WHAT TO DO
1/ In the passage about the bootstrap XSD generator, which generator were the Haskell test cases actually generated from?
2/ Echo the passage about the bootstrap XSD generator from "First of all, remember" to "being fully self-hosted.".
3/ Carry on the passage about the bootstrap XSD generator from the point where it stops.

There were so many turning points were I discovered how Claude went around my requirements in dumb and creative ways that I lost track of the order in which they appeared.
First of all, remember how I asked it to create a bootstrap XSD generator, from which I wanted it to generate an XSD schema parser, which it should then use to generate all the Haskell test cases from some test XSD files. Because… let’s say I had an inkling I shouldn’t trust the AI-created bootstrap generator. The point of going through the bootstrap process is exactly to create trust in the implementation. But it didn’t actually generate the test cases from the generated generator, instead from its bootstrap generator! Despite claiming being fully self-hosted.

GIVEN RECORDS
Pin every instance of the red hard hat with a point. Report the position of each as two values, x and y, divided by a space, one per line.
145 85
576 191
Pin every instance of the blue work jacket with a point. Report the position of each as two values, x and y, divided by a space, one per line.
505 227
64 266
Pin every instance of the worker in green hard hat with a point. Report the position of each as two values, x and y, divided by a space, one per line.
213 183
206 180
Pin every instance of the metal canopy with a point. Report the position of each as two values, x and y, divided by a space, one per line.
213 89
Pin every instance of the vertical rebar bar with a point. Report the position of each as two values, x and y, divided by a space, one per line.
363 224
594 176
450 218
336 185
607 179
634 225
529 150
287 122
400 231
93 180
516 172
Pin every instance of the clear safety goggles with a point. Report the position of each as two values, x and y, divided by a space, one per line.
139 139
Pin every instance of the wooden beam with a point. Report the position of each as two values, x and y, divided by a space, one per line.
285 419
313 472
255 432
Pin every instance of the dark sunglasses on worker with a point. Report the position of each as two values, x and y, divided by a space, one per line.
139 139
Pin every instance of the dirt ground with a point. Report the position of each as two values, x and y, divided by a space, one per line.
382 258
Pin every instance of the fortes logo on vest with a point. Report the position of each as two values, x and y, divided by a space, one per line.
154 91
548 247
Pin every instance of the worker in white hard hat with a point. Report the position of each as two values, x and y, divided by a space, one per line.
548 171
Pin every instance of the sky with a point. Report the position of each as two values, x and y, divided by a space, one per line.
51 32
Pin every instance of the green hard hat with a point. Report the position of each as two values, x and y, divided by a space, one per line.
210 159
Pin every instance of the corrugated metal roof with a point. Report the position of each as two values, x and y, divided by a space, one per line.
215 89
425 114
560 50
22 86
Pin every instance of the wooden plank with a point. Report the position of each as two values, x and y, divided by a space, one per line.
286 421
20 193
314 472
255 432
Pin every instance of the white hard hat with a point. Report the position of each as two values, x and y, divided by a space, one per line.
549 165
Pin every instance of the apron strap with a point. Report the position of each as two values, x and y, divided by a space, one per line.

TASK-BY-TASK RESULTS
1/ They were generated from the bootstrap generator, not from the generated generator.

2/
First of all, remember how I asked it to create a bootstrap XSD generator, from which I wanted it to generate an XSD schema parser, which it should then use to generate all the Haskell test cases from some test XSD files. Because… let’s say I had an inkling I shouldn’t trust the AI-created bootstrap generator. The point of going through the bootstrap process is exactly to create trust in the implementation. But it didn’t actually generate the test cases from the generated generator, instead from its bootstrap generator! Despite claiming being fully self-hosted.

3/
So I told it it has to use the generated generator. So it did. And fixed all the tests somehow. And fixed the generated file. At the end it looked really neat. Then it off-handedly deleted a small test. What’s this test you just deleted, I asked? Oh, that’s just the test it needed to make sure that the generated generator is still up-to-date with what the bootstrap generator currently would spit out. Why would it delete such a test? Because it “manually” edited the automatically generated file to “fix” the test.
Oh, and by the way, about tests. LLMs can create test suites for you. Real quick, lots of test cases. That’s true, it created many tests that looked really pretty. But at some point I added a test XSD schema that I had from work. And it failed the test pretty hard. What’s up with that, I asked. Oh, this is a real world XSD file, it said, it uses a lot of features that are currently not supported. What do you mean, not supported, you just claimed you fully bootstrapped a feature-complete XSD implementation!
???
Claude will find clever ways to work around your requirements. Whether this works for you depends on how good you test, or how good the quality of your software needs to be. In my case, I needed 100%, an absolutely reliable XSD to Haskell code generator. It’s ok if it can’t deliver that right away. But it shouldn’t lie about what it achieved, and silently subvert my original requirements.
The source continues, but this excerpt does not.